### SOURCE DATA

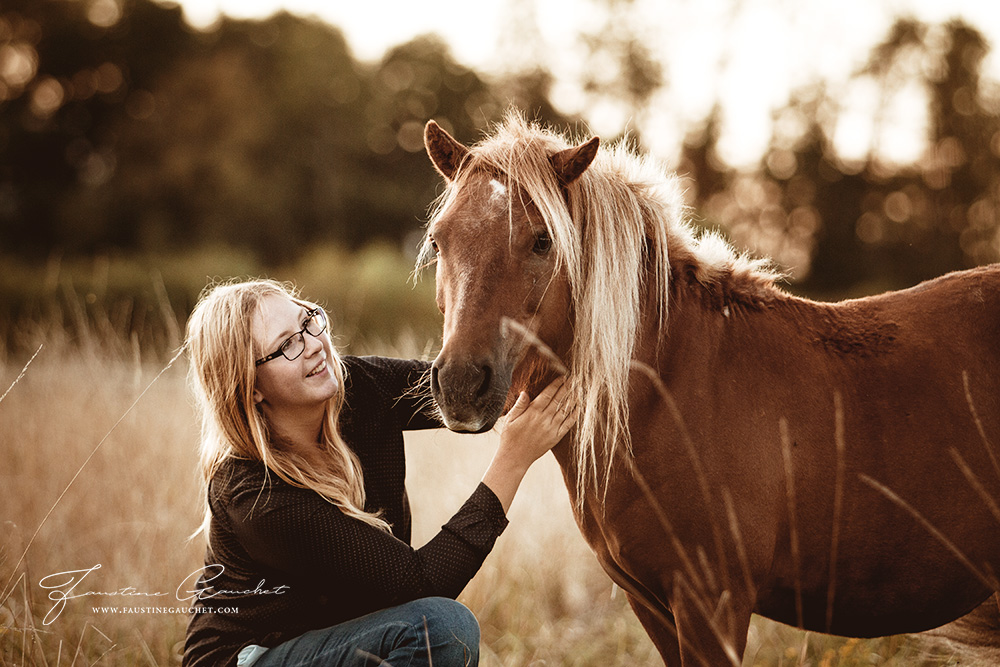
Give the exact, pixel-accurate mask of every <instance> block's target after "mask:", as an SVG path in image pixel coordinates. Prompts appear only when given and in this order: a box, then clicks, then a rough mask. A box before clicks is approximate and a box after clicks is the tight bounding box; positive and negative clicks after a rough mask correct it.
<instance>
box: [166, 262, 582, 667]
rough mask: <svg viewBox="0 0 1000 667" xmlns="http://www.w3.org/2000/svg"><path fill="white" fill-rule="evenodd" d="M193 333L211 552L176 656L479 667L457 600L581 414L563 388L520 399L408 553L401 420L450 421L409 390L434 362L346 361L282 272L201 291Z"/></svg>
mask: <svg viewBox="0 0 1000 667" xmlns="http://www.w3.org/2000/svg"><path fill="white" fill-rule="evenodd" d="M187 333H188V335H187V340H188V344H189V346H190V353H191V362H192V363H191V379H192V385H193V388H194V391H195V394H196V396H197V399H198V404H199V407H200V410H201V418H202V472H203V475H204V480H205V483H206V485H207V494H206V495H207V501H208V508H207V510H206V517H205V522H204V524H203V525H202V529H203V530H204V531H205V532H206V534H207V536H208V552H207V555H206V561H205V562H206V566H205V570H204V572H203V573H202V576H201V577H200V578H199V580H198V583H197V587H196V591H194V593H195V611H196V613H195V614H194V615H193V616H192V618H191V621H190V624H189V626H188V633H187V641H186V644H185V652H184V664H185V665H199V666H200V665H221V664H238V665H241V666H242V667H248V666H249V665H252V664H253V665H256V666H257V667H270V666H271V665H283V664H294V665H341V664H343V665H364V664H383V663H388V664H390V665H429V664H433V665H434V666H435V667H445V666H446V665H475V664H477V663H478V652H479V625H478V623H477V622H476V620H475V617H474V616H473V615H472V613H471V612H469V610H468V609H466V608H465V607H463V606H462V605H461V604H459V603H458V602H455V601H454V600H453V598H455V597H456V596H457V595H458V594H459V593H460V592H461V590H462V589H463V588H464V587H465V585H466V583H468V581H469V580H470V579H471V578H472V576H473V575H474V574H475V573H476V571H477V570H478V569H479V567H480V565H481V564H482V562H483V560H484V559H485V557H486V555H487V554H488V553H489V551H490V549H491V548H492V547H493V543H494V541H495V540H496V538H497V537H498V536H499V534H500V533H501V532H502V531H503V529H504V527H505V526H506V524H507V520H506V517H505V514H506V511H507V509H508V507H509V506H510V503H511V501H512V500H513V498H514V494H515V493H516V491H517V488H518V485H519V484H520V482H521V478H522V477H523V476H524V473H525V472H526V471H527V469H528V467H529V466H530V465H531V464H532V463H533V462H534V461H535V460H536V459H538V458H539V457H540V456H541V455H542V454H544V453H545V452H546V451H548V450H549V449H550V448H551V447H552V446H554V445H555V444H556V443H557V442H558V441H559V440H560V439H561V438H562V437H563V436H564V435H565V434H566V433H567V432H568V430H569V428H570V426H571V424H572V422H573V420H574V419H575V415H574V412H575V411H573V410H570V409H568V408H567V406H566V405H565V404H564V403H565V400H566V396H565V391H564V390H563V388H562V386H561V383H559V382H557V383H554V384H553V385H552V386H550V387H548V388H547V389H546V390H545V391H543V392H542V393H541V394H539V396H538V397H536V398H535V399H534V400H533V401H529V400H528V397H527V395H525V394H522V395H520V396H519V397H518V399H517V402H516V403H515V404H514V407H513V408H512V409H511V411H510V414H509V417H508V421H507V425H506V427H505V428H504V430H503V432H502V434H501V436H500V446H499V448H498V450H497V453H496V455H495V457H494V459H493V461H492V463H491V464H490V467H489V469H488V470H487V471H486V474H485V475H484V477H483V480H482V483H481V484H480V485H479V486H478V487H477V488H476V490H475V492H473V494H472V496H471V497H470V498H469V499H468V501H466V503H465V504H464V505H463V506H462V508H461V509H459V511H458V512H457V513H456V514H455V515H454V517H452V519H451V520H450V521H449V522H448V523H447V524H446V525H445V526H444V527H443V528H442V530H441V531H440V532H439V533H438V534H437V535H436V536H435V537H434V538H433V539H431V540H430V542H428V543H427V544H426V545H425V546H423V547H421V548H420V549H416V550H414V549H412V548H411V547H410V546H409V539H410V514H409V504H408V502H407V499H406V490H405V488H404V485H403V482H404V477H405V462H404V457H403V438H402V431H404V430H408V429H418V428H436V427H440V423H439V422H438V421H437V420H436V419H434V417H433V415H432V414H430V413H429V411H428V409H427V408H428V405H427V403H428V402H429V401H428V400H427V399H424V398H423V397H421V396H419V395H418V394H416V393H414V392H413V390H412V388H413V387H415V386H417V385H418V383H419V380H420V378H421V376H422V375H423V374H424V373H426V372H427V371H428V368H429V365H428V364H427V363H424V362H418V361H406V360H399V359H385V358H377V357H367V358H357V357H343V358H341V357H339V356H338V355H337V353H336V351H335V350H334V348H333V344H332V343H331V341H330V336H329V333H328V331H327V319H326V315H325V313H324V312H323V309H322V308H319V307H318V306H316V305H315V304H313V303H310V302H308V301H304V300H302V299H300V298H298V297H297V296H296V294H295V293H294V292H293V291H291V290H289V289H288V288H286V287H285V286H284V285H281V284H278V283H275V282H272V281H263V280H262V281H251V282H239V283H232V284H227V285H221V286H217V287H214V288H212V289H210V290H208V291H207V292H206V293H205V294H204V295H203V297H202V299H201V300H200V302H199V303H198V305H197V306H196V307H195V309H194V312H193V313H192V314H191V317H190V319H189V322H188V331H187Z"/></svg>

######

TASK:
Among the entries above, how many lines contain the string "instance"? Only the number should be given.

THE ANSWER:
2